Exercise details:
Word for word, repeat the lines of the records from the one containing "Could you please point out the bare" through the last line, both included.

* * * * * * *

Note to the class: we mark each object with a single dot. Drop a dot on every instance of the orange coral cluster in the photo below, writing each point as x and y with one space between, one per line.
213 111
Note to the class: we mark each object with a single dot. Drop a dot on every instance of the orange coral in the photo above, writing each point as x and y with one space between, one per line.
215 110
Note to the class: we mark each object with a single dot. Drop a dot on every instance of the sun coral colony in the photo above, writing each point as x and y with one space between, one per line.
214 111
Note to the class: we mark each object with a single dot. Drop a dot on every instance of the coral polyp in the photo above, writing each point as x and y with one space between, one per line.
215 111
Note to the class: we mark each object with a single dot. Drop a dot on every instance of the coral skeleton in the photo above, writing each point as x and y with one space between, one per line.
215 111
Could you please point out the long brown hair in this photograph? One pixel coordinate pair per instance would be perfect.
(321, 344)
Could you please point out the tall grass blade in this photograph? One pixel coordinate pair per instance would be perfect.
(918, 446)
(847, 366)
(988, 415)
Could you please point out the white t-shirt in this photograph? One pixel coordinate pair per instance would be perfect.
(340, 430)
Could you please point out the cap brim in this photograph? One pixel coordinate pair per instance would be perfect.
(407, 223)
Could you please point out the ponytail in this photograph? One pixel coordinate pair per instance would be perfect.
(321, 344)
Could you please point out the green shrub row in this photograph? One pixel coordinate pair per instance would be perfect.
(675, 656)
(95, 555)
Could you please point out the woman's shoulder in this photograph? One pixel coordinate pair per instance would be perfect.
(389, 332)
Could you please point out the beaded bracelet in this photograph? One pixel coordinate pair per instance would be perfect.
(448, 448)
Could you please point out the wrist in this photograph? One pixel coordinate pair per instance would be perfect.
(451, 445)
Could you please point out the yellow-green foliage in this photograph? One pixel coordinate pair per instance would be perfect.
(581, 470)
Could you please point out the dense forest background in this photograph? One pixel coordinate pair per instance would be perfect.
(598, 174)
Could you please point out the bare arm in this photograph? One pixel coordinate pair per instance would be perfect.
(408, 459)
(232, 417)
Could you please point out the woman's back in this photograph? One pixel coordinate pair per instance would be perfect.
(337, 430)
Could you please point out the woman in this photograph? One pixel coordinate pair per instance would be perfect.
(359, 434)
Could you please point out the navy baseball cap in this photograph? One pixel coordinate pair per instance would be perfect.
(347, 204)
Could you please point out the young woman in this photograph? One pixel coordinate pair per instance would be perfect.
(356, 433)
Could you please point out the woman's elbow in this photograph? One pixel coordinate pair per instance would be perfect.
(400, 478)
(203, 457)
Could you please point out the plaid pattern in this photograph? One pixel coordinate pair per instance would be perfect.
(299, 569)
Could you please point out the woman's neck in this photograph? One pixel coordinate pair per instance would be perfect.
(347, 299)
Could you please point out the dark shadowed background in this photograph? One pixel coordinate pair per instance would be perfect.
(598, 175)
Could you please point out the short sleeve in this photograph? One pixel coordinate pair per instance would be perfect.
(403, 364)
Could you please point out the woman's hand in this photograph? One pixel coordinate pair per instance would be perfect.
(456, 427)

* * * * * * *

Response:
Could you please point out the bare arm in this photograph? One pixel coordinate pair per instance would be perfect.
(408, 459)
(232, 417)
Could you please point out the woman's back in this photograph? One pixel coordinate pair per instance would be perfect.
(337, 430)
Could you please point out the woman in this photograph? One pixel coordinate pair per instance would be perfect.
(359, 434)
Could you please point out the navy baseball cap in this photograph? One pixel coordinate pair per instance would be perfect.
(347, 204)
Could you please point out the young woman in this photograph? One pixel coordinate pair per instance would be perfect.
(356, 433)
Could you please point out the woman's elbow in this photograph? One pixel coordinate pair per instance would be perfect.
(400, 478)
(203, 457)
Could you please point out the plaid pattern in this photograph? One pixel coordinate pair per instance would be perfect.
(299, 569)
Could you please point out the woman's neck in this photograph? One pixel coordinate pair per instance would be perfect.
(347, 299)
Could you please point out the dark shadowed background in this photograph? One pixel coordinate pair per instance would be perfect.
(598, 175)
Could you please point out the short sleeve in this photograph? One pixel coordinate pair per instance would be perfect.
(403, 364)
Could you please point out the woman's hand in this photograph? One pixel coordinate pair per instance would be perfect.
(456, 427)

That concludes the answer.